> [Извлечённый текст]
__________________________________________________

Владимир Сычёв: Я — уличный фотограф!
Реклама в «Живом Берлине»: liveberlin.ad@gmail.com
В его квартире фотографий почти нет. Только маленькие черно-белые виды Парижа начала века на кухне. На стенах — картины художников-друзей. («Я всю жизнь дружу с художниками, мне с ними интересно»). «Союзом нерушимым» пиликает мобильник. «Эту мелодию узнают во всем мире. Телефон звонит — люди вздрагивают!» — и улыбается. Он вообще улыбчивый, кстати. На холодильнике магнитик переливается путиным-медведевым («Смешно, да?»). А в морозилке — пельмени. «Не хотите? Со сметаной?».
Ксения Максимова: Вы себя называете русским фотографом или только родившимся в СССР?
Владимир Сычев: Я везде говорю, что я русский. Если говорить, что я француз Владимир Сычев — глупо звучит. Хотя паспорт у меня французский. Первые десять лет эмиграции я был без гражданства. Получил его благодаря великому политику Шираку, потому что он обожал русских. Когда он стал премьер-министром, он мне все устроил. С Шираком я объездил весь мир, дома у него был, фотографировал его с собачкой, с детьми,
— То есть происхождение иногда на руку играло?

__________________________________________________

> [Материал]
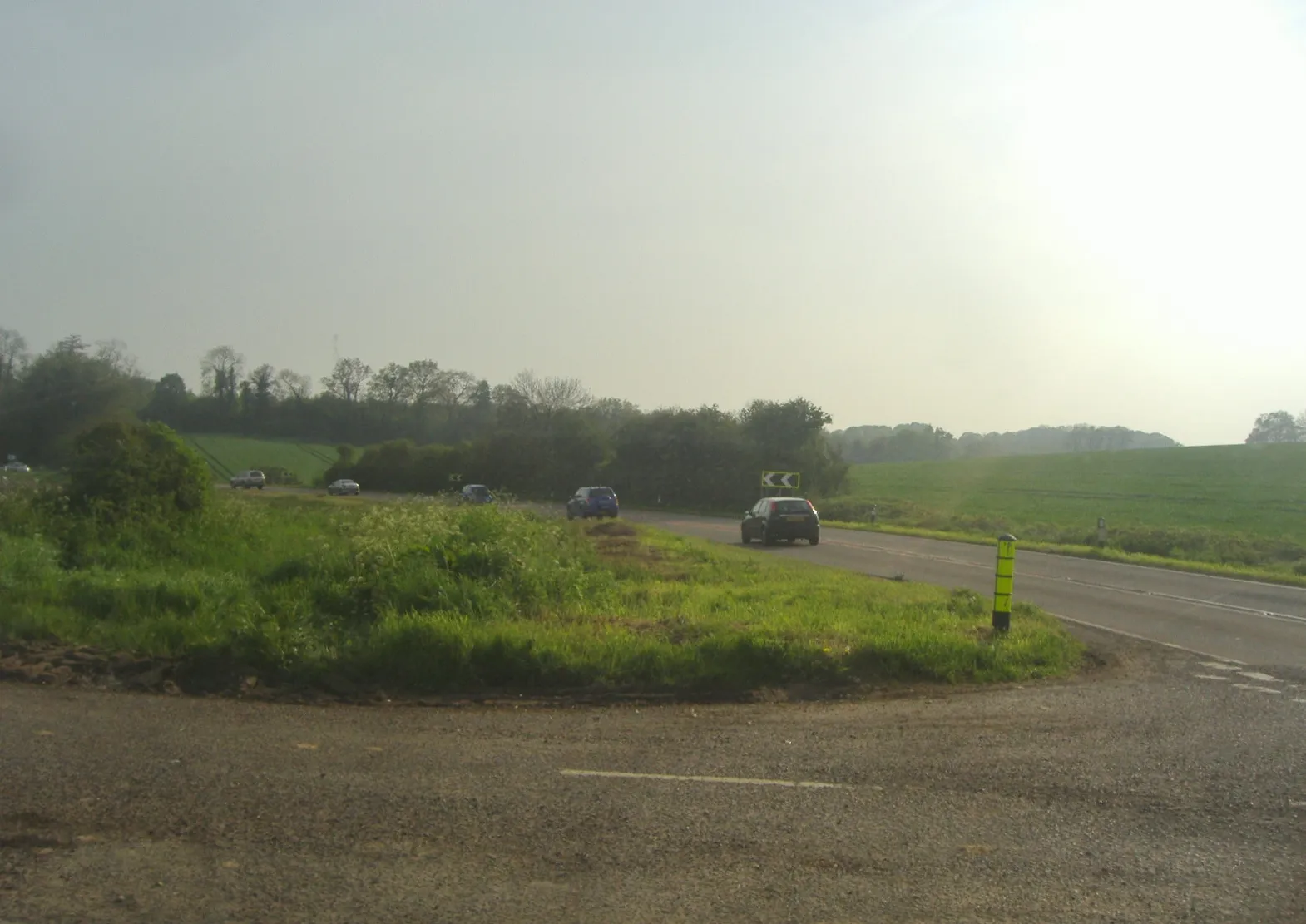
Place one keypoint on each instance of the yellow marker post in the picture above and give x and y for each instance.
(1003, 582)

__________________________________________________

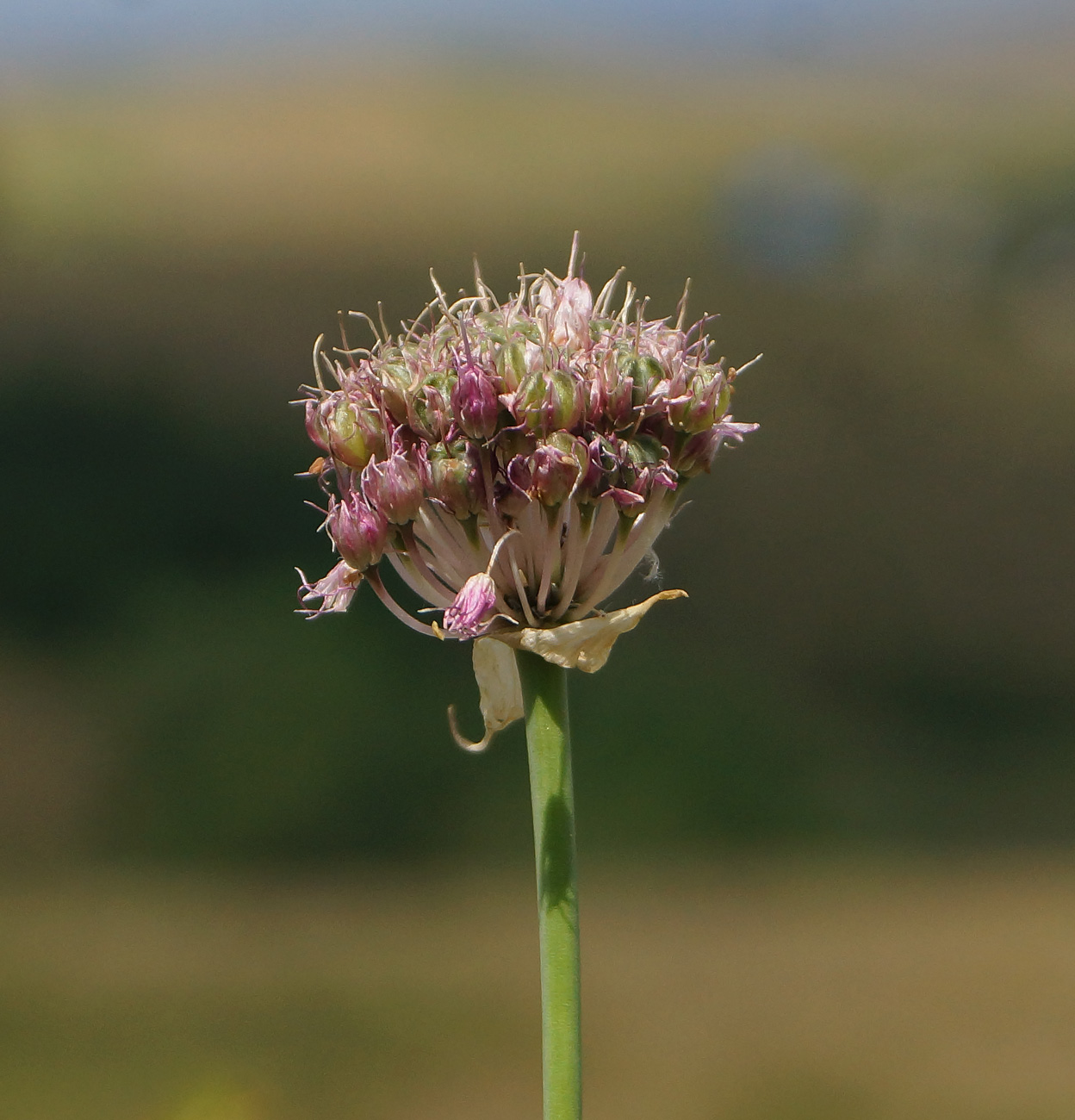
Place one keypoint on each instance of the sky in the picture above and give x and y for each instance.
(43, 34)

__________________________________________________

> [Цель задания 1] Перепишите из интервью с Владимиром Сычёвым всё, начиная со слов «Ксения Максимова: Вы» и вниз до слов «на руку играло?», не меняя ни буквы.
> [Цель задания 2] Почему, по словам Сычёва в интервью с ним, Ширак помог ему получить гражданство? Ответьте в одном–трёх предложениях.
> [Цель задания 3] Перескажите интервью с Владимиром Сычёвым в двух предложениях.
Записи взяты из другого источника, не из интервью с Владимиром Сычёвым.

> [Правильный ответ 1]
Ксения Максимова: Вы себя называете русским фотографом или только родившимся в СССР?
Владимир Сычев: Я везде говорю, что я русский. Если говорить, что я француз Владимир Сычев — глупо звучит. Хотя паспорт у меня французский. Первые десять лет эмиграции я был без гражданства. Получил его благодаря великому политику Шираку, потому что он обожал русских. Когда он стал премьер-министром, он мне все устроил. С Шираком я объездил весь мир, дома у него был, фотографировал его с собачкой, с детьми,
— То есть происхождение иногда на руку играло?

> [Правильный ответ 2] Ширак обожал русских. Когда он стал премьер-министром, он всё устроил, и Сычёв получил гражданство после первых десяти лет эмиграции без него.

> [Правильный ответ 3] В квартире Сычёва почти нет фотографий, зато на стенах висят картины друзей-художников, а мобильник звонит мелодией «Союза нерушимого». Он говорит, что везде называет себя русским, хотя паспорт у него французский и получил он его благодаря Шираку после десяти лет без гражданства.